# Texte fourni:
Depuis novembre 2009, B’Tselem a reçu des témoignages de dizaines d’habitants palestiniens des districts de Bethléem et d’Hébron, la plupart étant mineurs, alléguant qu’ils ont été soumis à des menaces et à des violences , allant parfois jusqu’à la torture, pendant leur interrogatoire au commissariat de police à Gush Etzion. Le commissariat relève de la juridiction du District de la Police d’Israël du SHAI (Judée et Samarie = Cisjordanie). Les témoignages décrivent des interrogatoires dans lesquels les mineurs ont été forcés d’avouer de prétendus délits, le plus souvent des jets de pierres. Dans la plupart des cas, les interrogateurs ont arrêté d’utiliser la violence contre les inter rogés une fois que ceux-ci ont eu avoué.
Le droit de toute personne de ne pas être soumis à de mauvais traitements ou à la torture (physique ou mentale) est un des quelques droits humains qui sont considérés comme absolus. En tant que droit absolu, il ne peut jamais être “contrebalancé” par d’autres droits ou valeurs, ni suspendu ou limité, même dans des circonstances tendues, comme la guerre ou le terrorisme. Ce droit détient désormais le statut le plus élevé et le plus contraignant dans le droit international. Des aveux obtenus par la violation de ce droit ne peuvent certainement pas servir de base à une condamnation.
“L’interrogateur m’a fait entrer dans une pièce. Il m’a pris la tête et a commencé à la cogner contre le mur. Puis il m’a frappé à coups de poings, m’a giflé et m’a donné des coups de pied aux jambes. La douleur était intense, et je suis tombé comme je ne pouvais plus rester debout. Alors il a commencé à m’injurier. Il a dit des choses obscènes à mon sujet et au sujet de ma mère. Il a menacé de me violer ou de se livrer sur moi à des actes sexuels, si je n’avouais pas avoir jeté des pierres. Les menaces m’effrayaient réellement, parce qu’il était très brutal et il n’y avait que nous deux dans la pièce. Je me suis souvenu de ce que j’avais vu aux informations, lorsque des soldats britanniques et américains violaient et prenaient des photos d’Irakiens nus” (extrait du témoignage de M.H., habitant de Husan, âgé de 14 ans à l’époque de son arrestation).
Les interrogatoires
En novembre 2009, B’Tselem a commencé à recevoir des informations sur des violences contre des mineurs palestiniens pendant les interrogatoires au commissariat de police d’Etzion. Jusqu’en juillet 2013, les chercheurs de terrain de B’Tselem ont recueilli 64 témoignages d’habitants de huit communautés du Sud de la Cisjordanie qui font état de tels incidents. Cinquante six d’entre eux étaient mineurs au moment de leur interrogatoire ou du questionnement préliminaire, qui dans certains cas allaient jusqu’à la torture. Les violences comprenaient des claques, des coups de poings et des coups de pied sur toutes les parties du corps et des coups avec des objets, tels qu’un fusil ou un bâton. Certains des anciens interrogés ont fait aussi état de menaces : dans douze cas ils ont affirmé que l’interrogateur les avaient menacés, ou les femme s de leur parenté, d’agression sexuelle, telles que le viol ou une blessure aux organes génitaux. Dans six cas, les interrogés ont affirmé que l’interrogateur avait menacé de les exécuter ; dans huit cas, les interrogateurs auraient menacé de nuire à des membres de leur famille, et dans cinq autres cas ils auraient menacé de torturer les interrogés à l’électricité, y compris de manière à compromettre leur fécondité.

# Données fournies:
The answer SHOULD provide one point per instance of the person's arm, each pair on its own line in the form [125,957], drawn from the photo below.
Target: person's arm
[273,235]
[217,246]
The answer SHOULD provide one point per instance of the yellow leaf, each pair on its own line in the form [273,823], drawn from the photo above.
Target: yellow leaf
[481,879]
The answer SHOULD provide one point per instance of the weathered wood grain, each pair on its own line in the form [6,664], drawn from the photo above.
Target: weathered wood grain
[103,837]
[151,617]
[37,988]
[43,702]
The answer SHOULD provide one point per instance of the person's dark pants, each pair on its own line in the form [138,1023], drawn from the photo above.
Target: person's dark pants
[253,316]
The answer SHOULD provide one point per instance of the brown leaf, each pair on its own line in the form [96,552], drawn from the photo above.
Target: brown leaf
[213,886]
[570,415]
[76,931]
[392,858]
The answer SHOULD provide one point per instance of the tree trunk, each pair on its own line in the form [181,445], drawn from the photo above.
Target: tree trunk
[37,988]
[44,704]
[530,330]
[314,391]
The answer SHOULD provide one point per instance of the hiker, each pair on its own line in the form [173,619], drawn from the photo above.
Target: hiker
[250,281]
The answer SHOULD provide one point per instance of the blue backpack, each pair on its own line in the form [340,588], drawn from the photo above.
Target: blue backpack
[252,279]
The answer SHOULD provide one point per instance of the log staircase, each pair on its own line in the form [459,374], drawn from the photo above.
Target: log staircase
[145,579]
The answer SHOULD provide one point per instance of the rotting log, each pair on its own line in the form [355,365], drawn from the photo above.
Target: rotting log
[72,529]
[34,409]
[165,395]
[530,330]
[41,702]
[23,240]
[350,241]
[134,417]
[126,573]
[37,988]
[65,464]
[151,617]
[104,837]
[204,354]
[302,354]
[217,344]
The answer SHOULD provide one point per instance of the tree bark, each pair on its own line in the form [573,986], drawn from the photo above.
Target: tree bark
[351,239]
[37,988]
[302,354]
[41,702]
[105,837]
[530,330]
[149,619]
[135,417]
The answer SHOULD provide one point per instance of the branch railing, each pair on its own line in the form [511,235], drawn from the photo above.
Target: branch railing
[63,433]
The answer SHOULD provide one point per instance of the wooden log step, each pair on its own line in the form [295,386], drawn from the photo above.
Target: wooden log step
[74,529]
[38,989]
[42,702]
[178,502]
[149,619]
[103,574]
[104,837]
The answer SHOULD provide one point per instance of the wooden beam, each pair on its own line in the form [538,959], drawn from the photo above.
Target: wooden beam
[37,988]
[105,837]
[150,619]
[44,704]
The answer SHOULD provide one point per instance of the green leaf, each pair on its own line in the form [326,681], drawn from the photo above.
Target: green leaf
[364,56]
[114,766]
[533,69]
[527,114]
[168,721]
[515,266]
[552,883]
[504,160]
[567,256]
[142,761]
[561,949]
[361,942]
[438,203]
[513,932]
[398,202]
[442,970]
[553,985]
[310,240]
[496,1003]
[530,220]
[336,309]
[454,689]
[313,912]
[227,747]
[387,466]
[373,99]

# Consigne:
Répondez brièvement aux questions suivantes à partir du texte fourni.
(a) De quel district de la Police d'Israël relève le commissariat de Gush Etzion ?
(b) Combien de témoignages les chercheurs de terrain de B'Tselem ont-ils recueillis jusqu'en juillet 2013 ?
(c) Quel âge avait M.H., habitant de Husan, à l'époque de son arrestation ?
Les lignes constituent un matériau distinct, indépendant du texte fourni.

# Solution:
(a) Du District du SHAI (Judée et Samarie = Cisjordanie).
(b) 64 témoignages.
(c) 14 ans.